Extrait du texte ::
┌────────
La chute du régime communiste a ouvert de nouvelles perspectives, favorisant l'évolution des études en SHS en Albanie. Depuis 1990, une diversification remarquable s'observe dans les langues utilisées pour les traductions, reflétant la volonté de participer à des dialogues transnationaux et d'enrichir les connaissances à partir de différentes cultures. L'augmentation des traductions est également influencée par des événements régionaux, notamment au Kosovo, pays albanophone très proche de l'Albanie.

Centrée sur les SHS en Albanie, cette étude présente le travail que nous avons réalisé, examinant les traductions publiées dans des disciplines telles que la psychologie, la sociologie, la philosophie, l'histoire, l'archéologie et l'anthropologie. Cette analyse vise à mettre en lumière le rôle des traductions dans les échanges académiques dans ces domaines, tant vers que depuis l'albanais.

II. Travaux précédents

D'autres chercheurs ont élargi le champ d'investigation de la traduction en abordant spécifiquement les textes dans les sciences humaines et sociales, en se penchant sur les acteurs du marché international de l'édition, sa logique ainsi que le mécanisme économique, notamment Gisele Sapiro et al. dans Translatio. Une autre étude qui présente des similarités avec notre projet actuel est celle menée par Ester Torres Simón sur la traduction du coréen en anglais entre 1950 et 1974.

En ce qui concerne l'albanais, comme nous l'avons mentionné précédemment,

le déficit en travaux traductologiques en Albanie s'inscrit dans un contexte plus vaste de lacunes dans la recherche scientifique dans le pays. Selon le rapport de Scimago Journal pour la période 1996-2022, ainsi que pour l'année 2022, l'Albanie figure parmi les trois derniers pays d'Europe de l'Est en termes d'activité de recherche1. Cette situation précaire s'applique également aux sciences en général, incluant les sciences sociales et la traductologie.

Cependant, il est important de souligner que les données de l'Index Translationum et quelques initiatives européennes, comme le Balkan Translation Collider, se concentrent principalement sur la traduction littéraire. Ce projet, soutenu par le programme Europe Créative et dirigé par le Réseau Européen des Centres Internationaux de Traducteurs littéraires (RECIT), avait pour objectif de cartographier les traductions littéraires des langues des Balkans vers d'autres langues européennes pour la période 2015-2020.

III. Méthodologie

Nous avons entrepris une démarche visant à dresser un « état des lieux » des flux de traduction dans le domaine des sciences humaines et sociales (SHS) en Albanie. Notre choix s'est porté sur l'analyse du support du livre, avec une exclusion délibérée des rééditions. Cette approche vise à examiner les tendances du marché dans une perspective diachronique, couvrant une période de trois décennies, de 1990 à 2022. Cette sélection s'est justifiée par le désir d'obtenir une vision précise de l'évolution des flux de traduction au fil du temps, en mettant l'accent sur des publications spécifiques dans le territoire de la République d'Albanie.
└────────
Liste fournie ::
┌────────
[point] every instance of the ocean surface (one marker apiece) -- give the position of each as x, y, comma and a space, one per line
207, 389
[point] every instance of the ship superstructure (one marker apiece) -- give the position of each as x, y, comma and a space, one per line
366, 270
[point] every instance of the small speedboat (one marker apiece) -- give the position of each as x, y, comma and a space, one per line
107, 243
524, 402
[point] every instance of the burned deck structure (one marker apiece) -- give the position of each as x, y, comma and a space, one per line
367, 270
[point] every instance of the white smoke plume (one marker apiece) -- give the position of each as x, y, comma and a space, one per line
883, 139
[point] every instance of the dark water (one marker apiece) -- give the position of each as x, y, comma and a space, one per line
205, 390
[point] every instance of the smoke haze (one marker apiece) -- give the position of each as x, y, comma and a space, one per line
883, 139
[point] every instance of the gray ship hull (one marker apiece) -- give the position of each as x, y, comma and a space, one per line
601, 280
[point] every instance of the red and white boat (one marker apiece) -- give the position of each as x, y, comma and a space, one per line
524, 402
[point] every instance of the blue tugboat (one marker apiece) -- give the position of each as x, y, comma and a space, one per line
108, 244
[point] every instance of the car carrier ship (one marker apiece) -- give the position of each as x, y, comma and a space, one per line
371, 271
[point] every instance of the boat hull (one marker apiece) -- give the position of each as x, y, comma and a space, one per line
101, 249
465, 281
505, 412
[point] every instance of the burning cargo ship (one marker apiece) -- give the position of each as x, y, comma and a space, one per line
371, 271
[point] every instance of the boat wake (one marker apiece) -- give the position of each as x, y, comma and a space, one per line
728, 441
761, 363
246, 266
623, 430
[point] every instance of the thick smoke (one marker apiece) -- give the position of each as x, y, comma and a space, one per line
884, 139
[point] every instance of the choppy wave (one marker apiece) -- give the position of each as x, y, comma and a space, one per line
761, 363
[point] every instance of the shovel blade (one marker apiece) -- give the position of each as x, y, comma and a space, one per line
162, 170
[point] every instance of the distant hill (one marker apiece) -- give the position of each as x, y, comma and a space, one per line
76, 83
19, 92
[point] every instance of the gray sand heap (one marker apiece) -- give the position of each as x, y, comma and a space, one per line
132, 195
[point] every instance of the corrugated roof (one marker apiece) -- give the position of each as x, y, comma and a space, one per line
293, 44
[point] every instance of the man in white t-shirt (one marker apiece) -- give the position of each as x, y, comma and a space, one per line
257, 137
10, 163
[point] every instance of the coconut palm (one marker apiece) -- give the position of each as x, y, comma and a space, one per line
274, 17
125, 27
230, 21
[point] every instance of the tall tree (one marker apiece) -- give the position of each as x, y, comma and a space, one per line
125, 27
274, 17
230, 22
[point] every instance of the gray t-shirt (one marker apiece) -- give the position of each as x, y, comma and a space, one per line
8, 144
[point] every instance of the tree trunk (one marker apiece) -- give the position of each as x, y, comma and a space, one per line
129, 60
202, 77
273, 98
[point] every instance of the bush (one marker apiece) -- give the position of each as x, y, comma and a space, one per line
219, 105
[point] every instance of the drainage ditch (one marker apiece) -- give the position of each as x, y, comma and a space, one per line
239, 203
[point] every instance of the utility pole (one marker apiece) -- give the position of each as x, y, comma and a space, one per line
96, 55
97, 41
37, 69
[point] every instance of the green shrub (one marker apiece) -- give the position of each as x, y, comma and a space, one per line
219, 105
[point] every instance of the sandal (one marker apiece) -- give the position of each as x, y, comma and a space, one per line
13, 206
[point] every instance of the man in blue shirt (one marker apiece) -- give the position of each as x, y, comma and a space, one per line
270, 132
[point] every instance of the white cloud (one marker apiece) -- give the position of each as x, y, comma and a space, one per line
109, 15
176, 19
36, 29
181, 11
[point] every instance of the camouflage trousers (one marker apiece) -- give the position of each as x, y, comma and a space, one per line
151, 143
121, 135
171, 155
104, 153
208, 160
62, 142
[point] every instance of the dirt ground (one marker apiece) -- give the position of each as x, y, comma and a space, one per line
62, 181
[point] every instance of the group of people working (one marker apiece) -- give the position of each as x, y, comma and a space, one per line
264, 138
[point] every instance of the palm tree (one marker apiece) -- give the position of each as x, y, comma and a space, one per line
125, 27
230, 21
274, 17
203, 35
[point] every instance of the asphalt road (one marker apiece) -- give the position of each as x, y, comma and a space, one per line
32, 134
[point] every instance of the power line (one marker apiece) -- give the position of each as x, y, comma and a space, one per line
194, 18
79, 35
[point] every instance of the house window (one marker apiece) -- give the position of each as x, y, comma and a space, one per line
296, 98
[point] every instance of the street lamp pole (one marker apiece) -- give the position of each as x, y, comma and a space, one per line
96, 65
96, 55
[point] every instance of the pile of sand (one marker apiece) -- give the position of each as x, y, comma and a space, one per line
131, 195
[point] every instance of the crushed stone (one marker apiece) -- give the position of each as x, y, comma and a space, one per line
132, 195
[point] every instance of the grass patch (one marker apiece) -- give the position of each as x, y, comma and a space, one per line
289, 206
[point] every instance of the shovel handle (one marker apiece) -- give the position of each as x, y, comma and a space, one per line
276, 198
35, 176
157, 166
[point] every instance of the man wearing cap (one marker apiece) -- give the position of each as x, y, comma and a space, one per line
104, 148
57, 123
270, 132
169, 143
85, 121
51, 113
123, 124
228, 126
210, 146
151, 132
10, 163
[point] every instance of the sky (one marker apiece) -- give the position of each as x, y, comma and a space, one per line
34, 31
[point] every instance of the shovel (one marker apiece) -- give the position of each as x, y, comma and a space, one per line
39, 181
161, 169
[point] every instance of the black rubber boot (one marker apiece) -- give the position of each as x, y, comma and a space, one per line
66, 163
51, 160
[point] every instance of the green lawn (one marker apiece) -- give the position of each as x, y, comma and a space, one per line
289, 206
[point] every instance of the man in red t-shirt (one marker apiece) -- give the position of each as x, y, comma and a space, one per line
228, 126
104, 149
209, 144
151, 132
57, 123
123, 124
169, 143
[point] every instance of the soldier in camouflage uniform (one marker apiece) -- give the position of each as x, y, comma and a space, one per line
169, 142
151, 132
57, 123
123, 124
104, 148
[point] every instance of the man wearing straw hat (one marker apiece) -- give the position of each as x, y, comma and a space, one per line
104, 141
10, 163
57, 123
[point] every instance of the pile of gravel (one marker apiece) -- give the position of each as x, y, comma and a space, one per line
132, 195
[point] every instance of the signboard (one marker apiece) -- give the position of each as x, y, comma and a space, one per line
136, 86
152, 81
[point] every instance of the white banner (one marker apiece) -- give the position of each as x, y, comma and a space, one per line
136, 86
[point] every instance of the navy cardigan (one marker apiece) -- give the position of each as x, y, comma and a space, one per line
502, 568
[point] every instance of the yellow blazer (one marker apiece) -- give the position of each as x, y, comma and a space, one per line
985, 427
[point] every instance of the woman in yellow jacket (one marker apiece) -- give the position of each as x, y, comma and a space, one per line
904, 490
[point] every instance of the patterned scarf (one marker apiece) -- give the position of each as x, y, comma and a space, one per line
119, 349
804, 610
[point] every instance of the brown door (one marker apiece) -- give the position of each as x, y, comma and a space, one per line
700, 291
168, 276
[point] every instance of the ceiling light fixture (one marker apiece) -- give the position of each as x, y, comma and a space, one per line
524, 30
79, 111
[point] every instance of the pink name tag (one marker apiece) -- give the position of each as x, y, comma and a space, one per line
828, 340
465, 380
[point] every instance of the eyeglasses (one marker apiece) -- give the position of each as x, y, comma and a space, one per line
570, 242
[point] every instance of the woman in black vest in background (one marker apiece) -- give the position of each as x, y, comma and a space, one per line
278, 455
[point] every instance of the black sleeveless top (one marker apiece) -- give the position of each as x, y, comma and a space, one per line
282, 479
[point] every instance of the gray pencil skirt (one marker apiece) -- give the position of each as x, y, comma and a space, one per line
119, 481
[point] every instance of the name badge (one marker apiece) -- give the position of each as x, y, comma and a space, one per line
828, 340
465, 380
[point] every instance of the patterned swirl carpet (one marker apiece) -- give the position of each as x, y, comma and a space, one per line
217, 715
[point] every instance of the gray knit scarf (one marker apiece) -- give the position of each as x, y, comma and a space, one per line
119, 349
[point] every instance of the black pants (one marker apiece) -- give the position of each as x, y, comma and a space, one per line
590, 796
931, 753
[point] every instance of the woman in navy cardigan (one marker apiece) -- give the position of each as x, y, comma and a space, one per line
└────────
Consigne A :: D'après le texte sur les traductions en sciences humaines et sociales en Albanie, quelle période couvre l'étude des flux de traduction ?
Consigne B :: Poursuivez le texte sur les traductions en sciences humaines et sociales en Albanie après sa dernière phrase.

Votre réponse A :: De 1990 à 2022, soit trois décennies.

Votre réponse B ::
La période choisie englobe la transition post-communiste, marquée par des changements significatifs sur les plans politique, social et linguistique en Albanie. De plus, notre choix de couvrir jusqu'à l'année 2022 permet d'observer les éventuelles incidences des événements, tels que la pandémie de Covid-19, sur les flux de traduction dans les SHS en Albanie.

3.1 Collecte des données

Selon les informations fournies par le personnel de la bibliothèque de la plus grande faculté de sciences sociales en Albanie (l'Université de Tirana), il n'existe pas de logiciel professionnel de recensement bibliographique exhaustif pour les œuvres publiées dans notre domaine d'étude. Par conséquent, nous avons identifié le catalogue de la bibliothèque nationale comme la source la plus complète et fiable. Nous avons également pris en compte l'utilisation de bases de données commerciales de niveau international, telles que Amazon, ainsi que des bases de données nationales, telles que Adrion Ltd., Libra.al et Bukinisti, afin d'obtenir un aperçu plus complet du nombre de livres traduits et disponibles au public. Cependant, nous avons constaté certaines limitations dans l'utilisation de ces bases de données. En particulier, il n'était pas possible d'effectuer une recherche avancée en fonction de la langue d'origine. De plus, les informations sur la langue source n'étaient pas mentionnées dans les fiches de chaque livre.

Il est important de noter que nous n'avons pas opté pour une collecte de données directe auprès des maisons d'édition. Cette décision découle principalement du grand nombre de maisons d'édition actives dans le pays, rendant l'obtention et l'analyse croisée des données extrêmement chronophages et complexes. Cependant, nous avons pris soin de considérer cet aspect lors de notre sélection de sources de données alternatives, dans le but d'obtenir une représentation pertinente et significative du flux de traduction en sciences sociales et humaines en Albanie.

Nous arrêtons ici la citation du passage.